PROVIDED TEXT:
# # #

This version of the wilderness experience seemed closest to what I was seeking when I set foot on the Uinta Highline Trail. I found myself humbly prostrate before the seven elk crossing the meadow.

This romantic sublime view of wilderness described by Muir is foundational to conservation in the United States, but was only possible in places that were untouched by humans, places that were pristine Edens, places where no one had set foot since the day God stopped creating. The only problem with this was that these Edens didn’t actually exist! People had been walking every square inch of America for at least 15,000 years before Muir. So, when forest preserves and national parks began to be created, Native people were removed from them so the parks could be advertised to the wealthy white tourists as safe, uninhabited, and most importantly, unchanged since the dawn of creation.

In the late 1800s, Americans began to lament the disappearance of the frontier. Moreover, wealthy white men wanted something empty to be able to push into, to conquer. If wild places were so important in the construction of the United States, then the future of the country must lie in their preservation.

# # #

STORED DATA:

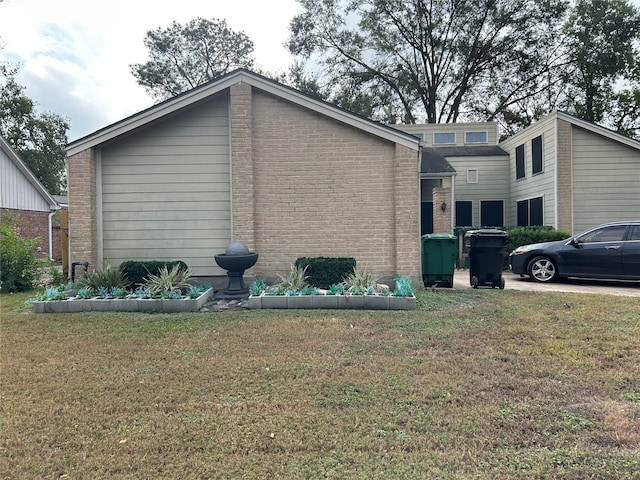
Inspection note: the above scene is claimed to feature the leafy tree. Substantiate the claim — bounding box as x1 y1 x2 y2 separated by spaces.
0 64 69 194
288 0 566 123
564 0 640 133
131 18 253 100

# # #

EXERCISES TO COMPLETE:
1/ Answer these questions using the wilderness passage, keeping each answer on its own line:
(a) How many elk were crossing the meadow?
(b) For how many years had people been walking every square inch of America before Muir?
(c) In what period did Americans begin to lament the disappearance of the frontier?
2/ Print the wilderness passage from "In the late" up to and including "in their preservation.", reproducing every word and punctuation mark without change.

TASK-BY-TASK ANSWERS:
1/
(a) Seven
(b) At least 15,000 years
(c) The late 1800s

2/
In the late 1800s, Americans began to lament the disappearance of the frontier. Moreover, wealthy white men wanted something empty to be able to push into, to conquer. If wild places were so important in the construction of the United States, then the future of the country must lie in their preservation.